Job: How many lines in the rows below contain the string "child"? Reply with the number alone.

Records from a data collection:
§
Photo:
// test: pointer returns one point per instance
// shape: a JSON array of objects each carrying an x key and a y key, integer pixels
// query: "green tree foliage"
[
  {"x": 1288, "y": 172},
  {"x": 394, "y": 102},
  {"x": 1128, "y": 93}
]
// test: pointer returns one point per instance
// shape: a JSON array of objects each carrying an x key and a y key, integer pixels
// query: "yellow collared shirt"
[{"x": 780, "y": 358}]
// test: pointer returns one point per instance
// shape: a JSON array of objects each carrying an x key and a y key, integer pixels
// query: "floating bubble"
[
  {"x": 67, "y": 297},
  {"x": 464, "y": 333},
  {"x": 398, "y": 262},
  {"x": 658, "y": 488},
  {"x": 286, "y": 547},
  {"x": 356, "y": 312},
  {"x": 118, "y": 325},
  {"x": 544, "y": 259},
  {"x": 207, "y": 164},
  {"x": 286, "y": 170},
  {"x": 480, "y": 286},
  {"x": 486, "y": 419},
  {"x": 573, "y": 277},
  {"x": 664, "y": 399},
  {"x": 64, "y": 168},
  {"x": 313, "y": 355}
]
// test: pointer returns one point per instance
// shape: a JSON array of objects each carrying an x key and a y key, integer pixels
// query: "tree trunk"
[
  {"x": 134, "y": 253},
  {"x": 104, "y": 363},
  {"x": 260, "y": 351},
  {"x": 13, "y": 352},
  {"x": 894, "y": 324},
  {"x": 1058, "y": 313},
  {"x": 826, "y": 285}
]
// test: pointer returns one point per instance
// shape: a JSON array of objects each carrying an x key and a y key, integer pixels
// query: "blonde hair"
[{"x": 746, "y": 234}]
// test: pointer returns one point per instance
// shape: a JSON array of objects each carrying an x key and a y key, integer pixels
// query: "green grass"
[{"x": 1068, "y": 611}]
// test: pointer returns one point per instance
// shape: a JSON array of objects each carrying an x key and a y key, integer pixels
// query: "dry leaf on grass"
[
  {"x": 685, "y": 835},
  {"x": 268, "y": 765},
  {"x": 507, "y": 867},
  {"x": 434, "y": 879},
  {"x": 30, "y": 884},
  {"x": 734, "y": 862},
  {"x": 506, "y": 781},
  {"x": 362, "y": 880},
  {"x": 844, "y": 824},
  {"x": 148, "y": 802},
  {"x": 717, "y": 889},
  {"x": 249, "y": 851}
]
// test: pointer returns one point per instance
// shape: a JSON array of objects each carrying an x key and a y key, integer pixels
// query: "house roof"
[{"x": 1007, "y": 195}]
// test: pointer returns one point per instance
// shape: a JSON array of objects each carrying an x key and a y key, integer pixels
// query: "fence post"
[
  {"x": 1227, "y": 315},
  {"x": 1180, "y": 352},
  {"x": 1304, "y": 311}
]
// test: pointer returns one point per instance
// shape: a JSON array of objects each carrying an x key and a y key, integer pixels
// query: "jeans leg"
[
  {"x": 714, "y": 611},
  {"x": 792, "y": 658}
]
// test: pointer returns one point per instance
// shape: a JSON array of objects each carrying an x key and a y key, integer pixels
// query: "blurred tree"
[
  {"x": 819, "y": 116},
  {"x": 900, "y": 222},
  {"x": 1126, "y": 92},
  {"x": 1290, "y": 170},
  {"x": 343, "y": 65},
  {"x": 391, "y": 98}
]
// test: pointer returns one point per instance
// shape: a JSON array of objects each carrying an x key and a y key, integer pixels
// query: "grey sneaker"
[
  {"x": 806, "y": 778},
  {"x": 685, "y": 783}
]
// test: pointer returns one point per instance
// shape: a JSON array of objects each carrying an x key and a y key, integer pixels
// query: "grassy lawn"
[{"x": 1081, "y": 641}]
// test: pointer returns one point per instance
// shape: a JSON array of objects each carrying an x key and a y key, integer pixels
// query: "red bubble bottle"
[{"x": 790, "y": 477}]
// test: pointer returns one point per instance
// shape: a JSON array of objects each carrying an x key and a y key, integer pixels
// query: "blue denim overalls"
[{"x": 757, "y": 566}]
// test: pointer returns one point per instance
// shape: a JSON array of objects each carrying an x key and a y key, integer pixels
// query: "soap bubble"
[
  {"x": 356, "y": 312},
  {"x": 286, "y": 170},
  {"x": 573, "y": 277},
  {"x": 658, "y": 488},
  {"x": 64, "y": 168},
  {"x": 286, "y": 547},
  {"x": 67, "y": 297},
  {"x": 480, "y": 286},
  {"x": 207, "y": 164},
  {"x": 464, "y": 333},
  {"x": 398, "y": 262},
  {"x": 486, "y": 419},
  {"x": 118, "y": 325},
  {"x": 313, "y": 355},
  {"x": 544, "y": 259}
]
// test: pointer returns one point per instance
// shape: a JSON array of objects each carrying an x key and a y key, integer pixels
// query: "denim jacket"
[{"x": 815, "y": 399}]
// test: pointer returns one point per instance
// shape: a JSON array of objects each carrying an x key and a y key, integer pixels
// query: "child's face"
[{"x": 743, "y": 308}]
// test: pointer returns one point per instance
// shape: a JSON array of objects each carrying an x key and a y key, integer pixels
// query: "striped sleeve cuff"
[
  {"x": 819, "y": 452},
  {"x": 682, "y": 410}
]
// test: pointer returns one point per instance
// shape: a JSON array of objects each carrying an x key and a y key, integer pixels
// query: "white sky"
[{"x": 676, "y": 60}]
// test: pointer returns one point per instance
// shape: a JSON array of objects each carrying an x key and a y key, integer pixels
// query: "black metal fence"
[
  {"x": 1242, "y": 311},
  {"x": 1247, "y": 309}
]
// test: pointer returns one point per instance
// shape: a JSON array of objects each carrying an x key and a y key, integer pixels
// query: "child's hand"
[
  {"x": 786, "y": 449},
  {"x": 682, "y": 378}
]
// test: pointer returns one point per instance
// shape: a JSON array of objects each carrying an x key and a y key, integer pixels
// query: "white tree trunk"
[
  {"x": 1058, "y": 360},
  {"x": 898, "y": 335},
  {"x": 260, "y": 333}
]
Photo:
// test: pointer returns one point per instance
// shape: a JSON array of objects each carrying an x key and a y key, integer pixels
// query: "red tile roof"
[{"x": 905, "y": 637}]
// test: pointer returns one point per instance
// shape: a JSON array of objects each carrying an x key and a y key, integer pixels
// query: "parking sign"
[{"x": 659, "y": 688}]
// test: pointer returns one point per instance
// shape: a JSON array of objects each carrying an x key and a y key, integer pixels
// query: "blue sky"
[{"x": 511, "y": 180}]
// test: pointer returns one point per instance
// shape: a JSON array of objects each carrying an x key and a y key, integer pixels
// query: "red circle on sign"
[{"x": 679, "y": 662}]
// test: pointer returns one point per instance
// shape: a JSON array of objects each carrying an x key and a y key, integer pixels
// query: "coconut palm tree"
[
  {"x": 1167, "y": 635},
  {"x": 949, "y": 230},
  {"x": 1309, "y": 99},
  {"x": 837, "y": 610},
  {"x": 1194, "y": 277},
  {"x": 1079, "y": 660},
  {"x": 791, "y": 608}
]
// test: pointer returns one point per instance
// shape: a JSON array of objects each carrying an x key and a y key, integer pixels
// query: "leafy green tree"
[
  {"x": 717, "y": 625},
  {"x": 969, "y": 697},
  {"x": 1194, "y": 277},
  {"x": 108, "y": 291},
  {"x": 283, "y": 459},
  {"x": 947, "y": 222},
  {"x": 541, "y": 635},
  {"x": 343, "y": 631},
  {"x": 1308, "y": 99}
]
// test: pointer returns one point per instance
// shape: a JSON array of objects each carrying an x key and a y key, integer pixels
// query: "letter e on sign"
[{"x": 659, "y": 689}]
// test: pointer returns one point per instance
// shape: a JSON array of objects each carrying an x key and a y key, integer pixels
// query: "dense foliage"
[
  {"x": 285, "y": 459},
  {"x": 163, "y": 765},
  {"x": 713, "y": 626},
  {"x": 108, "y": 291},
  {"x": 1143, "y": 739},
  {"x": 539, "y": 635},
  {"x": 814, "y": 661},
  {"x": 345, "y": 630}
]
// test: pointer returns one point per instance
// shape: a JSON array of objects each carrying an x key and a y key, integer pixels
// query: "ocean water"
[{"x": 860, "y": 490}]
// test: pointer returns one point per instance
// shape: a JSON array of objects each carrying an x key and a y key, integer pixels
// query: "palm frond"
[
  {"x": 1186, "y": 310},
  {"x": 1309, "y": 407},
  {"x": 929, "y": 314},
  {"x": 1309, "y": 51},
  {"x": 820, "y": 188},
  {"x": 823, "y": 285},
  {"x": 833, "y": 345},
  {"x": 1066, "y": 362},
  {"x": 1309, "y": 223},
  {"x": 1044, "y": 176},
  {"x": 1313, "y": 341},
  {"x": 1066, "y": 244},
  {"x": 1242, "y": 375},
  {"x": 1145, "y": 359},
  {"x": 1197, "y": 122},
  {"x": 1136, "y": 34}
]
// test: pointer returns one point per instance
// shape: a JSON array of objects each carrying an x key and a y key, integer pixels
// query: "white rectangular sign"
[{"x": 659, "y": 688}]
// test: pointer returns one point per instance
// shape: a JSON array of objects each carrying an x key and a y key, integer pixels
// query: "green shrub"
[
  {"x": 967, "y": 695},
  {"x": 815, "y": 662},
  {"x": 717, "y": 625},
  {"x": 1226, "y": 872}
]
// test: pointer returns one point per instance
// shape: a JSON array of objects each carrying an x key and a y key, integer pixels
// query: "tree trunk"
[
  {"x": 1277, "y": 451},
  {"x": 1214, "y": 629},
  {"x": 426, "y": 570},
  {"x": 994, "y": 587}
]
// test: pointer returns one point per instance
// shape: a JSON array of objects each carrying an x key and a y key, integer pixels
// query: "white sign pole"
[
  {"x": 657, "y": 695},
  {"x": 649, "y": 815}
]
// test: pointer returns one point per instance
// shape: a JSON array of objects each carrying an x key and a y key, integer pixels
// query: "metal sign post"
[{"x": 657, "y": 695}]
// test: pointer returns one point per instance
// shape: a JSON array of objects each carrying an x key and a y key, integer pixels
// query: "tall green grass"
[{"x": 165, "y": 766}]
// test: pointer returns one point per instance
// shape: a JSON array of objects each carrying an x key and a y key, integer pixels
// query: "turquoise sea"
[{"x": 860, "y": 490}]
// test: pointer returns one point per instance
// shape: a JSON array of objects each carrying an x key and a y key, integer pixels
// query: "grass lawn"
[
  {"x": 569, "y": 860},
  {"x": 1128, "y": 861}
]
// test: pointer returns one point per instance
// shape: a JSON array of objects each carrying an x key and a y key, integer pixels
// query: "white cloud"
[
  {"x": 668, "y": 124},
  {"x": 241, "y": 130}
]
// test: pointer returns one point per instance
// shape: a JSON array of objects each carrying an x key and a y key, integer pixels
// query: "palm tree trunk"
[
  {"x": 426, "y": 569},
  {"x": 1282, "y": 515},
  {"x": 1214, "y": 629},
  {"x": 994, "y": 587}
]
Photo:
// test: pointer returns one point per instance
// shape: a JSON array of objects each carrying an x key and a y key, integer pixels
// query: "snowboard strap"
§
Response to this task: 2